■ WHAT THE TASK ASKS ■
The records follow. Retype them without a single change.

■ DATASET CONTENT ■
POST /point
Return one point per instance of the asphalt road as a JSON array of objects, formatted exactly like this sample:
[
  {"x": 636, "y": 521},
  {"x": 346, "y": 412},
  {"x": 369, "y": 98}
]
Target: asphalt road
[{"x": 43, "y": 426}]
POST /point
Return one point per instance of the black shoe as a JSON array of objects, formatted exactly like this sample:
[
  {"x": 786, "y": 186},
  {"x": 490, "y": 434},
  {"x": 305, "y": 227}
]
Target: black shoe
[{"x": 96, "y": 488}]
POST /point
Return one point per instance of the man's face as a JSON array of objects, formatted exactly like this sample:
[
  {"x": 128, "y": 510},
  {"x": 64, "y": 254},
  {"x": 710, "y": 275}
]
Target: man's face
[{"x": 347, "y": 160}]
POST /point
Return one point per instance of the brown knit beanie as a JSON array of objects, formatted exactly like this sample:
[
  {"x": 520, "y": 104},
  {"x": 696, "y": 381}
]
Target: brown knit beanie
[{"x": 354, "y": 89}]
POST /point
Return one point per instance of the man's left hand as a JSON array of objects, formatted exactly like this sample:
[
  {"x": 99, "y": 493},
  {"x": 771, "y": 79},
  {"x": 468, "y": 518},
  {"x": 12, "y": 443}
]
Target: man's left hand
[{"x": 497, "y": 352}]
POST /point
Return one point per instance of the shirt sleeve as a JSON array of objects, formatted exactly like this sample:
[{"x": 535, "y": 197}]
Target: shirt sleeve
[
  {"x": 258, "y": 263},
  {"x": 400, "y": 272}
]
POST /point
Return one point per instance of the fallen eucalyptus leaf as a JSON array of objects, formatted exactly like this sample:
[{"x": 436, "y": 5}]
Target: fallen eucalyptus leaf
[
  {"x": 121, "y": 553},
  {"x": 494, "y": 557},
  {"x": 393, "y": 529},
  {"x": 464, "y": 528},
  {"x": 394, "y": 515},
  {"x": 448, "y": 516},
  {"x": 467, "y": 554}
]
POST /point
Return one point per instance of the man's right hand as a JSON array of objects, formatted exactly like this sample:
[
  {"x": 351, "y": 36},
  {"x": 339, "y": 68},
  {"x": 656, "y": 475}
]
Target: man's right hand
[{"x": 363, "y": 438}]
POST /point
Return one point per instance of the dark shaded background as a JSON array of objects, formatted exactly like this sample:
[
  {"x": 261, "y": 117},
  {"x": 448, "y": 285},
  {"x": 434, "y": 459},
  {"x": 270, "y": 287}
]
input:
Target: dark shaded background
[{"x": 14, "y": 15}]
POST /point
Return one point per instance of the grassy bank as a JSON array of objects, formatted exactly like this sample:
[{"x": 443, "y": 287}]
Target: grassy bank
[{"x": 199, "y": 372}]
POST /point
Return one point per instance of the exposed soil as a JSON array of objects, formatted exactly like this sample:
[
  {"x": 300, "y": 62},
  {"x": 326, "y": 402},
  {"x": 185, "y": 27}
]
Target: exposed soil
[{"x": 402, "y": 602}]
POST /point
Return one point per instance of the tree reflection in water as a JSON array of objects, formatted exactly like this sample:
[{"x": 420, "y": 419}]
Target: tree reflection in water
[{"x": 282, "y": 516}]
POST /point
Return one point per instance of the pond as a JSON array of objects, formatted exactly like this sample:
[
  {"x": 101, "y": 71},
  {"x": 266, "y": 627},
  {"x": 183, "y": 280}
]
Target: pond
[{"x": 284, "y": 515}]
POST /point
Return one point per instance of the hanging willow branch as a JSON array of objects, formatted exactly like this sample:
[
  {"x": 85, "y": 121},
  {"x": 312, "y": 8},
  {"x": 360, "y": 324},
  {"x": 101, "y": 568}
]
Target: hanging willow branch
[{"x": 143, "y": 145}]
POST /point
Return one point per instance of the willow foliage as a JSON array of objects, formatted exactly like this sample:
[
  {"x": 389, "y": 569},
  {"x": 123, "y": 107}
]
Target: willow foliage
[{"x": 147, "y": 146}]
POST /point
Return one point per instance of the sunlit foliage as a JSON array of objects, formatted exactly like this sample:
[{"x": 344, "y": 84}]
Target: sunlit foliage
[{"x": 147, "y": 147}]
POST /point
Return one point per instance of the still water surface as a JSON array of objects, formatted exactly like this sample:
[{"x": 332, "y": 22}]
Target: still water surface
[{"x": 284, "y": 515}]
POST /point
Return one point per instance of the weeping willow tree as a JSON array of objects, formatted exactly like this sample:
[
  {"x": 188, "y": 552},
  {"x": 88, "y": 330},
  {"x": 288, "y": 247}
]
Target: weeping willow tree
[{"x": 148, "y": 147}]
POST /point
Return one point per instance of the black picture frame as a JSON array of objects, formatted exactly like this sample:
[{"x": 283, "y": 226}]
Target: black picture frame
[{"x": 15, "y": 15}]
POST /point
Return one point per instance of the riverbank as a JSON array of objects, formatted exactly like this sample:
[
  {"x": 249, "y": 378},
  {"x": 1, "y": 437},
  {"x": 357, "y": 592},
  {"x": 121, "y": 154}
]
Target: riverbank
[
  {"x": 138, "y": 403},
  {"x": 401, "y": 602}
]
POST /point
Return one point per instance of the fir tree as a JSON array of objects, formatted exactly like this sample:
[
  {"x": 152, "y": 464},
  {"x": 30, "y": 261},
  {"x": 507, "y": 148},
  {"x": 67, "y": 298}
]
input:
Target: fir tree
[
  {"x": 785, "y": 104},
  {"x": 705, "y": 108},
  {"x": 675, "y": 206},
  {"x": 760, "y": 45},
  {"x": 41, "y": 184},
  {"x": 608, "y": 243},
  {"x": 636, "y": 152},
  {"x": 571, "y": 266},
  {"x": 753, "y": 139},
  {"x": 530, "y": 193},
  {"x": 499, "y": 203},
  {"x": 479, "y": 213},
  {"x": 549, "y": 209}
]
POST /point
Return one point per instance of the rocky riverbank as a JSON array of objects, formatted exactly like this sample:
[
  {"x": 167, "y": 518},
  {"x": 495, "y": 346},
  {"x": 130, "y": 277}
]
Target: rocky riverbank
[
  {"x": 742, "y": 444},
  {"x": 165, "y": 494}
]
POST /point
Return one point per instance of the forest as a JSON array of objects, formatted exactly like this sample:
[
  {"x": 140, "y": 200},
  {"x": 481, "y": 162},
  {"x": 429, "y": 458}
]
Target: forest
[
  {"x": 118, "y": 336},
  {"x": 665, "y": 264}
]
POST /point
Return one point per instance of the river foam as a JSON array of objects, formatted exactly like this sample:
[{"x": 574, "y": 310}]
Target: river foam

■ ANSWER SPACE ■
POST /point
Return one point per instance of the asphalt road as a JSON array of objects, formatted exactly like this sample:
[
  {"x": 636, "y": 521},
  {"x": 346, "y": 412},
  {"x": 369, "y": 98}
]
Target: asphalt road
[{"x": 43, "y": 426}]
POST /point
Return one point per instance of the black shoe as a JSON array of objects, formatted exactly like this sample:
[
  {"x": 786, "y": 186},
  {"x": 490, "y": 434},
  {"x": 305, "y": 227}
]
Target: black shoe
[{"x": 96, "y": 488}]
POST /point
Return one point per instance of the man's face as a JSON array of objects, formatted exactly like this sample:
[
  {"x": 128, "y": 510},
  {"x": 64, "y": 254},
  {"x": 710, "y": 275}
]
Target: man's face
[{"x": 347, "y": 160}]
POST /point
Return one point per instance of the brown knit beanie as a JSON array of objects, formatted exactly like this sample:
[
  {"x": 520, "y": 104},
  {"x": 696, "y": 381}
]
Target: brown knit beanie
[{"x": 354, "y": 89}]
POST /point
Return one point per instance of the man's left hand as a JSON array of objects, formatted exactly like this sample:
[
  {"x": 99, "y": 493},
  {"x": 771, "y": 79},
  {"x": 468, "y": 518},
  {"x": 12, "y": 443}
]
Target: man's left hand
[{"x": 497, "y": 352}]
POST /point
Return one point per instance of the shirt sleeve as a JSON array of objects, formatted exactly like this sample:
[{"x": 535, "y": 197}]
Target: shirt sleeve
[
  {"x": 258, "y": 263},
  {"x": 400, "y": 272}
]
POST /point
Return one point per instance of the fallen eucalyptus leaf as a JSON array of objects, formatted exactly like this sample:
[{"x": 436, "y": 5}]
Target: fallen eucalyptus leaf
[
  {"x": 121, "y": 553},
  {"x": 494, "y": 557},
  {"x": 393, "y": 529},
  {"x": 464, "y": 528},
  {"x": 394, "y": 515},
  {"x": 448, "y": 516},
  {"x": 467, "y": 554}
]
POST /point
Return one point per instance of the man's right hand as a JSON array of objects, formatted exactly like this sample:
[
  {"x": 351, "y": 36},
  {"x": 339, "y": 68},
  {"x": 656, "y": 475}
]
Target: man's right hand
[{"x": 363, "y": 438}]
POST /point
Return one point per instance of the dark shaded background as a JSON array of objects, formatted exactly like this sample:
[
  {"x": 261, "y": 117},
  {"x": 448, "y": 285},
  {"x": 434, "y": 459},
  {"x": 270, "y": 287}
]
input:
Target: dark shaded background
[{"x": 14, "y": 15}]
POST /point
Return one point per instance of the grassy bank as a JSON array of objects, formatted exactly like this sample:
[{"x": 443, "y": 287}]
Target: grassy bank
[{"x": 199, "y": 372}]
POST /point
Return one point per instance of the exposed soil as a JSON array of objects, formatted exactly like this sample:
[
  {"x": 300, "y": 62},
  {"x": 326, "y": 402},
  {"x": 185, "y": 27}
]
Target: exposed soil
[{"x": 402, "y": 602}]
POST /point
Return one point per instance of the tree reflection in water as a JSON array of objects, formatted exactly like this sample:
[{"x": 420, "y": 419}]
Target: tree reflection in water
[{"x": 282, "y": 516}]
POST /point
Return one point per instance of the pond as a JSON array of objects, formatted exactly like this sample:
[
  {"x": 101, "y": 71},
  {"x": 266, "y": 627},
  {"x": 183, "y": 280}
]
Target: pond
[{"x": 284, "y": 515}]
POST /point
Return one point per instance of the hanging willow branch as a JSON array of objects, formatted exactly like this sample:
[
  {"x": 85, "y": 121},
  {"x": 312, "y": 8},
  {"x": 360, "y": 324},
  {"x": 101, "y": 568}
]
Target: hanging willow branch
[{"x": 143, "y": 145}]
POST /point
Return one point per instance of the willow foliage as a JSON array of objects, formatted exactly like this sample:
[
  {"x": 389, "y": 569},
  {"x": 123, "y": 107}
]
Target: willow foliage
[{"x": 147, "y": 146}]
POST /point
Return one point per instance of the sunlit foliage as a JSON array of objects, formatted exactly like this sample:
[{"x": 344, "y": 84}]
Target: sunlit foliage
[{"x": 147, "y": 147}]
POST /point
Return one point per instance of the still water surface as a JSON array of objects, formatted exactly like this sample:
[{"x": 332, "y": 22}]
Target: still water surface
[{"x": 284, "y": 515}]
POST /point
Return one point per instance of the weeping willow tree as a JSON array of objects, formatted exactly like this sample:
[
  {"x": 188, "y": 552},
  {"x": 88, "y": 330},
  {"x": 288, "y": 247}
]
Target: weeping willow tree
[{"x": 148, "y": 147}]
POST /point
Return one point per instance of the black picture frame as a JSON array of objects, formatted exactly like this sample:
[{"x": 283, "y": 226}]
Target: black picture frame
[{"x": 15, "y": 15}]
POST /point
Return one point per instance of the riverbank as a JSON array of objects, formatted exactly like this sample:
[
  {"x": 249, "y": 378},
  {"x": 1, "y": 437},
  {"x": 357, "y": 592},
  {"x": 121, "y": 154}
]
Target: riverbank
[
  {"x": 138, "y": 403},
  {"x": 401, "y": 602}
]
POST /point
Return one point per instance of the fir tree as a JSON array of objects, formatted exactly like this sample:
[
  {"x": 152, "y": 464},
  {"x": 30, "y": 261},
  {"x": 507, "y": 148},
  {"x": 67, "y": 298}
]
input:
Target: fir tree
[
  {"x": 785, "y": 104},
  {"x": 705, "y": 108},
  {"x": 675, "y": 206},
  {"x": 760, "y": 45},
  {"x": 41, "y": 184},
  {"x": 608, "y": 243},
  {"x": 636, "y": 152},
  {"x": 571, "y": 266},
  {"x": 753, "y": 139},
  {"x": 530, "y": 193},
  {"x": 499, "y": 203},
  {"x": 479, "y": 213},
  {"x": 549, "y": 209}
]
POST /point
Return one point per instance of the rocky riverbank as a JSON array of objects, formatted exactly like this sample:
[
  {"x": 167, "y": 518},
  {"x": 495, "y": 346},
  {"x": 130, "y": 277}
]
Target: rocky riverbank
[
  {"x": 742, "y": 444},
  {"x": 165, "y": 494}
]
POST /point
Return one point per instance of the forest as a JSON array of objects, formatted exactly like this sample:
[
  {"x": 140, "y": 200},
  {"x": 481, "y": 162},
  {"x": 429, "y": 458}
]
Target: forest
[
  {"x": 118, "y": 336},
  {"x": 665, "y": 264}
]
POST /point
Return one point per instance of the river foam as a JSON array of objects, formatted exactly like this sample:
[{"x": 574, "y": 310}]
Target: river foam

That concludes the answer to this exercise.